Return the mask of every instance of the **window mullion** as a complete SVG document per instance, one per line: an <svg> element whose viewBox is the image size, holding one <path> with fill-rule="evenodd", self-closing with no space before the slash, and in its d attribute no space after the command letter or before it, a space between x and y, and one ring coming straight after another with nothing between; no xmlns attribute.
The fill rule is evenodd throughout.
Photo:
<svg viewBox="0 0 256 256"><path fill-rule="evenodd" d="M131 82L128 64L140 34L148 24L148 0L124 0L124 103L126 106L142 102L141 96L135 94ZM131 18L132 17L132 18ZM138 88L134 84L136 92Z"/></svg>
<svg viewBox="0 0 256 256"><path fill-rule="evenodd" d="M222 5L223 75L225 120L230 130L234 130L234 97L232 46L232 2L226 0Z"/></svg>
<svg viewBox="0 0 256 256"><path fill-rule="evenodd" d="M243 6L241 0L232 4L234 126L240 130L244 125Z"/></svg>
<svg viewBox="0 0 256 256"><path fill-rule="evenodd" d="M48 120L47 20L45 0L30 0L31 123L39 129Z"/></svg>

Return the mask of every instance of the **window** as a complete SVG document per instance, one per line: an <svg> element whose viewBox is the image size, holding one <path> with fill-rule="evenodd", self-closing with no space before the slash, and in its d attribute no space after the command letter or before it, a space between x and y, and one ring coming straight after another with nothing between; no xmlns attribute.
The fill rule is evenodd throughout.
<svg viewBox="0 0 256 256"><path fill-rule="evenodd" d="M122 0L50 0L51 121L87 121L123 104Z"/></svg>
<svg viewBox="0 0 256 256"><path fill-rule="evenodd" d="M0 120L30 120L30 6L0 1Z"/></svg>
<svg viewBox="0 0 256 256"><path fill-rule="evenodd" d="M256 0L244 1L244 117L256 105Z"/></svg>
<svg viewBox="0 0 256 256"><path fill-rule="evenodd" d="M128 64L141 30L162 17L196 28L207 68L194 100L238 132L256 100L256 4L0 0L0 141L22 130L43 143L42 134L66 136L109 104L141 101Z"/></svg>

☆ ☆ ☆ ☆

REQUIRED WORK ▸ Rewrite all the entries above with every "mask" swapped for "outline", changing nothing else.

EXERCISE OUTPUT ▸
Return the outline of every instance of the **window mullion** as a complete SVG document per instance, one per line: an <svg> element whose viewBox is the image size, holding one <path> with fill-rule="evenodd", self-closing with no space before the slash, and in its d attribute no space after the command letter or before it, a space between x and y, and one ring coming straight after another with nothing between; no xmlns attribute.
The fill rule is evenodd throughout.
Photo:
<svg viewBox="0 0 256 256"><path fill-rule="evenodd" d="M131 82L128 64L140 34L148 24L148 0L124 0L124 103L126 106L142 102L141 96L135 94ZM131 18L132 17L132 18ZM138 88L134 84L136 92Z"/></svg>
<svg viewBox="0 0 256 256"><path fill-rule="evenodd" d="M222 5L223 75L225 120L230 130L234 130L234 97L232 46L232 2L226 0Z"/></svg>
<svg viewBox="0 0 256 256"><path fill-rule="evenodd" d="M243 6L241 0L232 4L234 126L240 130L244 125Z"/></svg>
<svg viewBox="0 0 256 256"><path fill-rule="evenodd" d="M48 120L47 20L45 0L30 0L31 123L39 129Z"/></svg>

Return the outline of every instance of the **window** as a complete SVG document per instance, one per line: an <svg> element whose viewBox is the image size, holding one <path> with fill-rule="evenodd", self-closing with no space before the slash, and in its d attribute no space after the command letter or before it, a space between x and y, and one ring coming straight after another with nothing between; no xmlns attribute.
The fill rule is evenodd throughout.
<svg viewBox="0 0 256 256"><path fill-rule="evenodd" d="M122 0L50 0L51 121L87 121L123 104Z"/></svg>
<svg viewBox="0 0 256 256"><path fill-rule="evenodd" d="M0 120L30 120L30 6L0 1Z"/></svg>
<svg viewBox="0 0 256 256"><path fill-rule="evenodd" d="M256 0L244 1L244 117L256 105Z"/></svg>
<svg viewBox="0 0 256 256"><path fill-rule="evenodd" d="M128 64L141 30L162 17L196 28L207 68L194 100L238 132L256 100L256 4L0 0L0 141L22 130L43 143L42 134L66 136L109 104L141 101Z"/></svg>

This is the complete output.